List every line of the records below that contains the word "dirt", with case counting.

= = =

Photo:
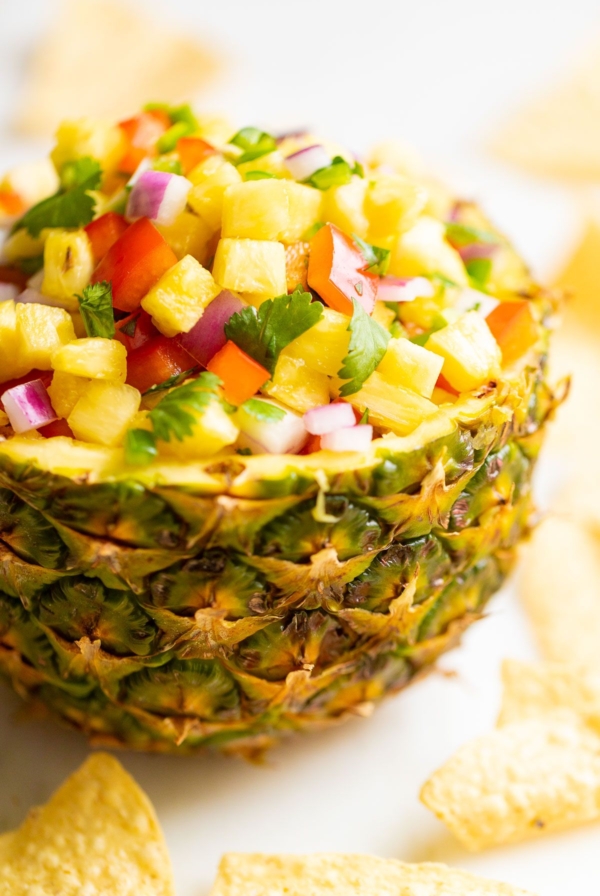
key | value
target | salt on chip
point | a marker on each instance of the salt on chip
(560, 588)
(336, 874)
(97, 835)
(105, 59)
(536, 689)
(557, 134)
(528, 777)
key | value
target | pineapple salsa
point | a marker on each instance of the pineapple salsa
(172, 291)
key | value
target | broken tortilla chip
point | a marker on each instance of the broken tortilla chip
(346, 875)
(147, 60)
(521, 780)
(98, 834)
(557, 134)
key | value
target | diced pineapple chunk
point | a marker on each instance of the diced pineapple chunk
(65, 390)
(297, 385)
(188, 235)
(412, 366)
(68, 265)
(471, 354)
(344, 207)
(96, 358)
(41, 331)
(270, 210)
(214, 430)
(391, 406)
(424, 250)
(178, 300)
(392, 204)
(256, 267)
(88, 137)
(104, 413)
(211, 178)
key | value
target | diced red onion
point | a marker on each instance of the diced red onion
(8, 292)
(159, 196)
(329, 417)
(305, 162)
(350, 438)
(28, 406)
(404, 289)
(207, 337)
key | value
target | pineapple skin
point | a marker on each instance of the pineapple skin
(226, 615)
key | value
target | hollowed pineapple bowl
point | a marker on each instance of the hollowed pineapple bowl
(269, 422)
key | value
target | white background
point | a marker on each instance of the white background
(441, 75)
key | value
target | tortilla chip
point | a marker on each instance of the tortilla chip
(104, 59)
(519, 781)
(558, 134)
(97, 835)
(560, 588)
(532, 690)
(335, 874)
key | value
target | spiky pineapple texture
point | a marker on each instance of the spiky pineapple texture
(162, 618)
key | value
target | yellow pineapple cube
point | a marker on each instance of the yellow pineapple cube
(96, 358)
(211, 178)
(214, 430)
(392, 204)
(104, 413)
(256, 267)
(412, 366)
(471, 355)
(68, 265)
(270, 210)
(392, 406)
(345, 207)
(65, 390)
(324, 346)
(297, 385)
(178, 300)
(189, 234)
(423, 250)
(42, 330)
(88, 137)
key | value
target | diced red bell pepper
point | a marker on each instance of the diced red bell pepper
(135, 263)
(242, 376)
(141, 134)
(104, 233)
(514, 329)
(156, 361)
(9, 274)
(135, 330)
(56, 428)
(192, 151)
(336, 271)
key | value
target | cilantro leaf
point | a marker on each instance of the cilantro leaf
(254, 142)
(96, 310)
(71, 206)
(264, 333)
(368, 344)
(262, 410)
(378, 259)
(174, 416)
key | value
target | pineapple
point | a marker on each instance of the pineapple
(179, 298)
(96, 358)
(104, 412)
(220, 595)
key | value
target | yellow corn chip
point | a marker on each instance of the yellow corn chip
(532, 690)
(98, 835)
(104, 59)
(521, 780)
(344, 875)
(558, 134)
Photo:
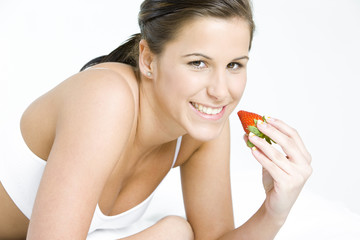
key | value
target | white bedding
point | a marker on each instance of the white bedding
(312, 217)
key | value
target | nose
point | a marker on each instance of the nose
(218, 87)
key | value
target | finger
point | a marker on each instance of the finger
(271, 153)
(291, 132)
(274, 170)
(286, 137)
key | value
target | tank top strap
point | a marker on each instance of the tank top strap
(177, 149)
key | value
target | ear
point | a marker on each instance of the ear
(146, 58)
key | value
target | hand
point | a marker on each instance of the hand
(284, 174)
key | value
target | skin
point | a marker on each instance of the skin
(105, 114)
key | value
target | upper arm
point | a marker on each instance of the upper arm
(93, 125)
(206, 188)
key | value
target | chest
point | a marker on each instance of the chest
(132, 183)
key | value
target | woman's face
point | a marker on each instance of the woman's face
(200, 76)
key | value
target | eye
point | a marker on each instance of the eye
(197, 64)
(234, 66)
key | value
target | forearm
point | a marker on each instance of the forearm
(261, 226)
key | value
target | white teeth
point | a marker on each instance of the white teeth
(207, 110)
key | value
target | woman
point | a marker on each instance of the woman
(96, 146)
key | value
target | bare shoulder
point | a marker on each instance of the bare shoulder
(94, 96)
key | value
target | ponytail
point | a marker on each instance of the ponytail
(127, 53)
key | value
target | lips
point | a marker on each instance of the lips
(206, 109)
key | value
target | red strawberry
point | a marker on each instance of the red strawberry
(249, 121)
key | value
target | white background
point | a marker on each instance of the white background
(304, 69)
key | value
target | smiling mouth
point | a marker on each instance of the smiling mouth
(206, 110)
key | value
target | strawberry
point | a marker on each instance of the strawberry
(249, 121)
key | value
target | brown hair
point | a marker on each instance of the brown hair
(160, 20)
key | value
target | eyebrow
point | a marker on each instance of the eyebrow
(207, 57)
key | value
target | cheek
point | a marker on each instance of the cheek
(237, 87)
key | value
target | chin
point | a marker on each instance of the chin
(205, 133)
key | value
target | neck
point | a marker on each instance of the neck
(154, 126)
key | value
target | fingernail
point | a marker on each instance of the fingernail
(269, 119)
(261, 123)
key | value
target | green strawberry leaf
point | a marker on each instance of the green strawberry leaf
(249, 144)
(256, 131)
(268, 139)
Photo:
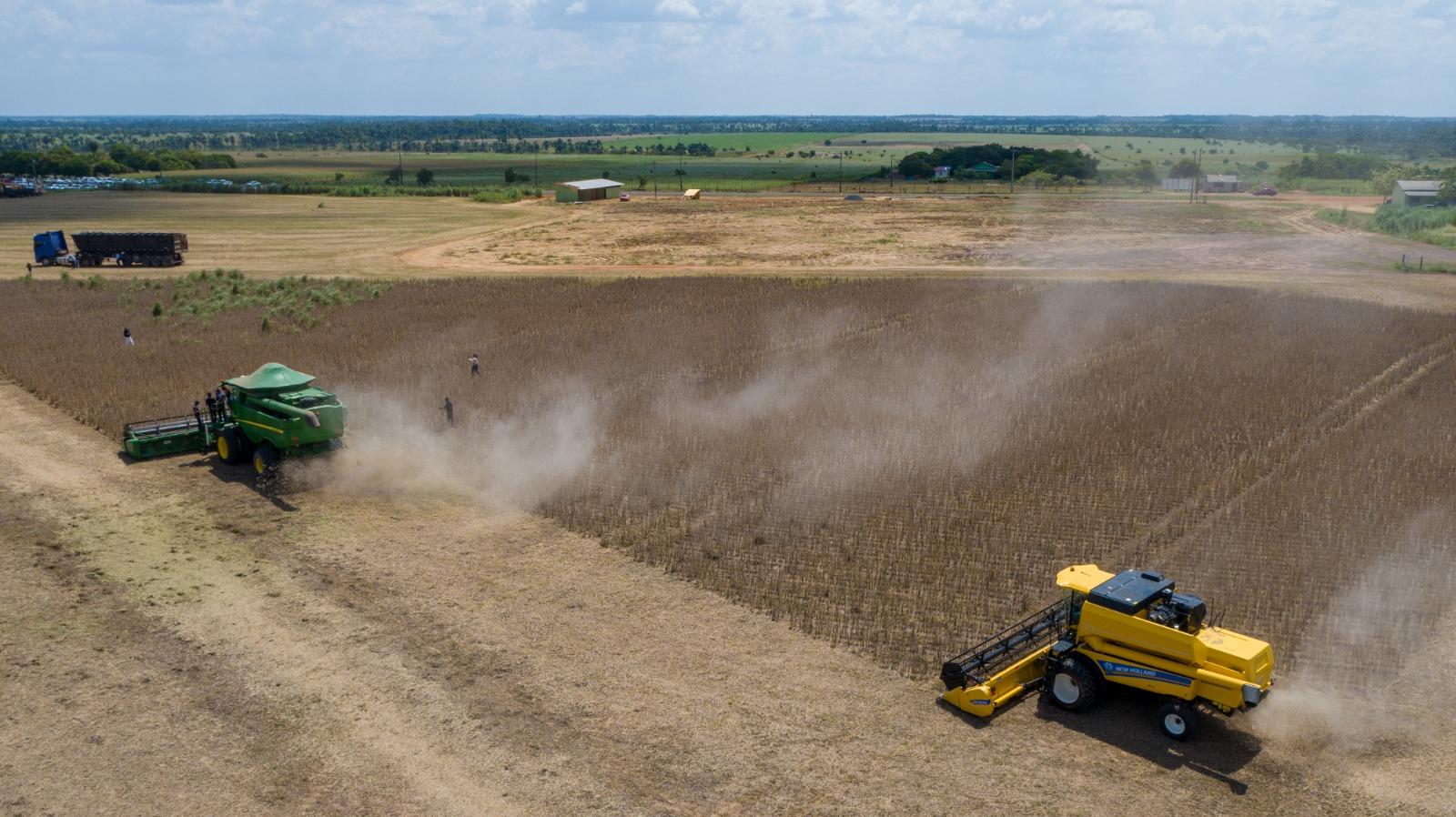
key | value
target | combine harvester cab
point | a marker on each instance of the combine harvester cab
(278, 412)
(1130, 628)
(274, 412)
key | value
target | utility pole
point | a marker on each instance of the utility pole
(1193, 191)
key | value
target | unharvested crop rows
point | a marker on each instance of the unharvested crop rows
(902, 465)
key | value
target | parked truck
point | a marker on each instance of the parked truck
(126, 249)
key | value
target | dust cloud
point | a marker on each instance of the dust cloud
(1369, 666)
(398, 446)
(866, 405)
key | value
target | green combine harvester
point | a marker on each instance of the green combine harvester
(271, 414)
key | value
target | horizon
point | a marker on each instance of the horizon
(727, 116)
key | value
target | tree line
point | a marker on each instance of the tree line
(1056, 164)
(120, 157)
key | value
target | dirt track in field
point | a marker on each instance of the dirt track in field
(177, 641)
(1235, 240)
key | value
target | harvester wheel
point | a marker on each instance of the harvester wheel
(1075, 685)
(1176, 720)
(232, 446)
(266, 459)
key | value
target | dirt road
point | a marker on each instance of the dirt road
(178, 642)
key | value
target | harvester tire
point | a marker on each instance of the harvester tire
(1075, 683)
(1177, 720)
(266, 459)
(232, 446)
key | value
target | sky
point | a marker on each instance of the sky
(682, 57)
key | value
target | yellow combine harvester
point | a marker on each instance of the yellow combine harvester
(1127, 628)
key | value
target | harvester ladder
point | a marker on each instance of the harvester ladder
(1019, 640)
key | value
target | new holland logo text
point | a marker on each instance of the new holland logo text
(1114, 669)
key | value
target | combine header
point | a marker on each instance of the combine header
(269, 414)
(1127, 628)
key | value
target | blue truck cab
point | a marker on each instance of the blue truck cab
(50, 247)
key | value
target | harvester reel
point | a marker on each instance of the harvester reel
(232, 446)
(266, 459)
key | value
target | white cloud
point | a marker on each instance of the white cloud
(677, 7)
(768, 55)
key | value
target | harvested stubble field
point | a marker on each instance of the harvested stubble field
(960, 237)
(895, 467)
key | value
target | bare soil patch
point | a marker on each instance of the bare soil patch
(433, 657)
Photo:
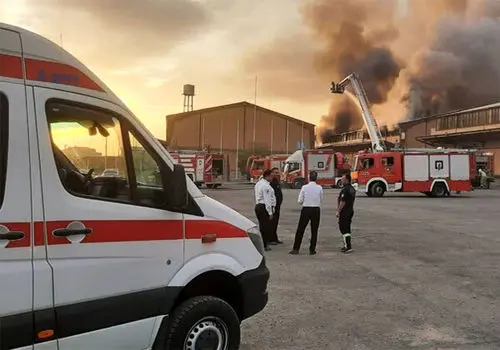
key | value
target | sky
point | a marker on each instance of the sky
(145, 51)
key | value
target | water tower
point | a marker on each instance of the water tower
(188, 93)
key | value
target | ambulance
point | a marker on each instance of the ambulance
(138, 260)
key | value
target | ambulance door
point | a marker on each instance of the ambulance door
(112, 243)
(16, 224)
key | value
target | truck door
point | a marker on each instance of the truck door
(112, 245)
(16, 224)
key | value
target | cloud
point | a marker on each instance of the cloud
(117, 33)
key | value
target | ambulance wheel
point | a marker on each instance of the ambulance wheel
(439, 190)
(203, 322)
(377, 189)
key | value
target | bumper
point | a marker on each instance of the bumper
(253, 286)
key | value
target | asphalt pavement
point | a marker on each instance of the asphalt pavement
(424, 274)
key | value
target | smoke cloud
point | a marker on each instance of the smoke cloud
(441, 55)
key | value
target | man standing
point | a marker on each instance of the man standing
(265, 201)
(310, 196)
(345, 211)
(275, 184)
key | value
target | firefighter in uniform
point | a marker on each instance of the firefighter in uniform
(310, 196)
(275, 184)
(265, 202)
(345, 211)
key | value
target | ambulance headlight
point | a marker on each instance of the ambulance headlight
(256, 238)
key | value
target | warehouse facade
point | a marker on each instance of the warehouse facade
(476, 128)
(238, 130)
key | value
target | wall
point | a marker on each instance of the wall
(219, 127)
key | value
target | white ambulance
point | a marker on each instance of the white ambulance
(140, 259)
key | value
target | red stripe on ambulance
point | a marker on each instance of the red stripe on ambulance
(11, 67)
(126, 231)
(58, 73)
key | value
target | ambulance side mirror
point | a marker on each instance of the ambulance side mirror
(177, 192)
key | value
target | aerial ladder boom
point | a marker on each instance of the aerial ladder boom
(369, 120)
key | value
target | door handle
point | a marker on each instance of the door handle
(12, 236)
(65, 232)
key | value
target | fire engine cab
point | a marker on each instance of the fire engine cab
(259, 164)
(202, 167)
(435, 172)
(137, 259)
(329, 165)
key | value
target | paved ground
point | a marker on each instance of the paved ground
(424, 275)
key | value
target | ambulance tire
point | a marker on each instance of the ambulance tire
(196, 317)
(377, 189)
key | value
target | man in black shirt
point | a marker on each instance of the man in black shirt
(275, 184)
(345, 211)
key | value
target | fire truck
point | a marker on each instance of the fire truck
(202, 167)
(259, 164)
(329, 165)
(434, 172)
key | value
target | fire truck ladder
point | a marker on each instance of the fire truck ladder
(370, 123)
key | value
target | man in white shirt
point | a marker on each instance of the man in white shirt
(265, 202)
(310, 196)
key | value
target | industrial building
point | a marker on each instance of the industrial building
(476, 128)
(238, 130)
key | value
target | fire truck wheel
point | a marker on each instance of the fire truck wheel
(377, 189)
(439, 190)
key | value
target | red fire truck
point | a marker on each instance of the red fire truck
(202, 167)
(435, 172)
(329, 165)
(259, 164)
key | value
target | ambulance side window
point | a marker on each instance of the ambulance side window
(4, 141)
(89, 151)
(146, 169)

= = =

Task result -
target | dirt track in field
point | a marker on each instance of the dirt track in field
target | dirt road
point | a marker on each instance of the dirt road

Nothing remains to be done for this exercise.